TEXT BLOCK:
※
Ali Hashem is a television journalist who recently resigned from his post as a war reporter for Al Jazeera. While working for Al Jazeera, he covered the revolution in Libya, Lebanese politics, and tension related to the Syrian uprising on the Syrian Lebanese borders. He also worked for the BBC and led the production team at Manar TV.
PAUL JAY, SENIOR EDITOR, TRNN: Welcome to The Real News Network. I’m Paul Jay.
In the middle of February, something called the Syrian Electronic Army—hackers in Syria that support the government—hacked into Al Jazeera’s servers and found some emails. Some of them were written by Ali Hashem, who was a Middle East correspondent for the Arab Al Jazeera channel. In those emails he expressed his concern about the way Al Jazeera was covering the conflict in Syria. It later led to his resignation.
※
DATA SECTION:

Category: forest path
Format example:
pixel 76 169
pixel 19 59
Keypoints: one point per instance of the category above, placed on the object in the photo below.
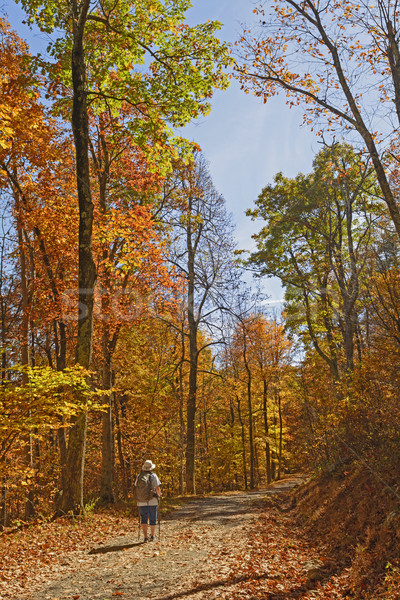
※
TO BE DONE:
a - Write out the Ali Hashem text from "Ali Hashem is" to "I’m Paul Jay.", swapping "war reporter" for "foreign correspondent".
b - Carry the Ali Hashem text forward from its last sentence.

EXPECTED ANSWERS:
a -
Ali Hashem is a television journalist who recently resigned from his post as a foreign correspondent for Al Jazeera. While working for Al Jazeera, he covered the revolution in Libya, Lebanese politics, and tension related to the Syrian uprising on the Syrian Lebanese borders. He also worked for the BBC and led the production team at Manar TV.
PAUL JAY, SENIOR EDITOR, TRNN: Welcome to The Real News Network. I’m Paul Jay.

b -
Now joining us to talk about these events, his resignation, and the situation in the Middle East and media is Ali Hashem. Ali joins us from Beirut, where he’s a television journalist. As I said, he worked for Al Jazeera Arabic. He’s covered the conflict in Libya, Lebanese politics. He covered stories on the Syrian-Lebanese border recently. He previously worked for BBC, and before that at Manar TV in Lebanon. And as I said, he joins us from Beirut. Thanks very much, Ali.
ALI HASHEM, FMR. AL-JAZEERA REPORTER (RESIGNED): You’re welcome.
JAY: So start with what happened in February. Who, what were these hackers? And then what happened?
HASHEM: Actually, in February it seems that some hackers that are pro-regime hackers were able to get, you know, into the servers of Al Jazeera network and they were able to, you know, go into several—or, let’s say, hundreds of email accounts of journalists and, you know, executives and whatever. So those people were able to go into our emails and see, you know, the conversations that were going through inside the channel.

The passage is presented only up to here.